TASK GOAL:
What follows is a set of records; repeat all of them exactly.
——————
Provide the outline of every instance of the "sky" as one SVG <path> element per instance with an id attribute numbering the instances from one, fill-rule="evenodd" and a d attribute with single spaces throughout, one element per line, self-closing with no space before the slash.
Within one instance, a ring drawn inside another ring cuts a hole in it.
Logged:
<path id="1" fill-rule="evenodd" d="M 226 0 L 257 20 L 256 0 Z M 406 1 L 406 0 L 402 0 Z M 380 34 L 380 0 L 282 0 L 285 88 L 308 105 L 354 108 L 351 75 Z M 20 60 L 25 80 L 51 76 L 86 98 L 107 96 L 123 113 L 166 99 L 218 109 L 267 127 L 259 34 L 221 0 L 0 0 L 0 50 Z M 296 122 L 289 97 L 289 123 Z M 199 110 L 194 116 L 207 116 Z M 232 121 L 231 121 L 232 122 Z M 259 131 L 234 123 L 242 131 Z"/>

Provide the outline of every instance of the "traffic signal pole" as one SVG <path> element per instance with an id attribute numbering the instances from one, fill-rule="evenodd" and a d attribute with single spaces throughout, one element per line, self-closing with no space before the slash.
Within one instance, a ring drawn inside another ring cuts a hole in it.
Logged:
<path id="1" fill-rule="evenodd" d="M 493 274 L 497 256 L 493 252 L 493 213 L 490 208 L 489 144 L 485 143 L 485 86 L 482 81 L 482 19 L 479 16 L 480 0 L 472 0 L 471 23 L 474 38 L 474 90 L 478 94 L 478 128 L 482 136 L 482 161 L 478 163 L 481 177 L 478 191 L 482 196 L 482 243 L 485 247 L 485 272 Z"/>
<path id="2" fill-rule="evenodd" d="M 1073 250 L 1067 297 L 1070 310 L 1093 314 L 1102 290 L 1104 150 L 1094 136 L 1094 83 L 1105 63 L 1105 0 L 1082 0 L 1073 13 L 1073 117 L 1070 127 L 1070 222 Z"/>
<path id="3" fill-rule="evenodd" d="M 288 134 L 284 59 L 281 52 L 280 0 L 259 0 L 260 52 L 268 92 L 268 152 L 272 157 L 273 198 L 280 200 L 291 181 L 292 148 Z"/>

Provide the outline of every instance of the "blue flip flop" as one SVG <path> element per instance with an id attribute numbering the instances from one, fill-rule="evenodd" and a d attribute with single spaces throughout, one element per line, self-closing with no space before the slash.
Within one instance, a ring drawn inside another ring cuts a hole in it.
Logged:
——————
WRITTEN SOLUTION:
Provide the outline of every instance of the "sky" as one SVG <path> element per instance with an id attribute numbering the instances from one, fill-rule="evenodd" and a d attribute with single spaces throughout, one element per line, self-closing with no space before the slash.
Within one instance, a ring drawn inside another ring cuts a hole in it.
Logged:
<path id="1" fill-rule="evenodd" d="M 226 0 L 257 20 L 256 0 Z M 406 1 L 406 0 L 402 0 Z M 380 34 L 380 0 L 282 0 L 285 88 L 308 105 L 354 108 L 351 75 Z M 20 60 L 25 80 L 51 76 L 86 98 L 107 96 L 123 113 L 166 99 L 218 109 L 267 127 L 259 34 L 221 0 L 0 0 L 0 50 Z M 296 122 L 289 97 L 289 123 Z M 199 110 L 194 116 L 207 116 Z M 232 121 L 231 121 L 232 122 Z M 259 131 L 234 123 L 242 131 Z"/>

Provide the outline of every instance of the "traffic signal pole" as one SVG <path> element per instance with an id attribute numbering the instances from one, fill-rule="evenodd" and a d attribute with single spaces throughout, one element per line, self-closing with no space before the slash.
Within one instance, a ring drawn inside another ring cuts a hole in it.
Logged:
<path id="1" fill-rule="evenodd" d="M 493 274 L 497 256 L 493 252 L 493 213 L 490 208 L 489 144 L 485 143 L 485 86 L 482 81 L 482 19 L 479 16 L 480 0 L 472 0 L 471 23 L 474 38 L 474 90 L 478 94 L 478 128 L 482 136 L 482 161 L 478 163 L 481 177 L 478 191 L 482 196 L 482 243 L 485 247 L 485 272 Z"/>
<path id="2" fill-rule="evenodd" d="M 1073 250 L 1067 297 L 1070 310 L 1093 314 L 1102 290 L 1104 150 L 1094 136 L 1094 83 L 1105 63 L 1105 0 L 1082 0 L 1073 13 L 1073 117 L 1070 127 L 1070 222 Z"/>
<path id="3" fill-rule="evenodd" d="M 288 134 L 284 59 L 281 52 L 280 0 L 259 0 L 260 52 L 268 92 L 268 152 L 272 157 L 273 198 L 280 200 L 291 181 L 292 148 Z"/>

Provide the outline of every instance of the "blue flip flop" as one SVG <path> element per instance with an id attribute numbering the instances from one, fill-rule="evenodd" and a d attribute with single spaces throughout, one element per line, self-closing with no space before the slash.
Within one instance, a ring drawn inside another ring cuts a hole in it.
Logged:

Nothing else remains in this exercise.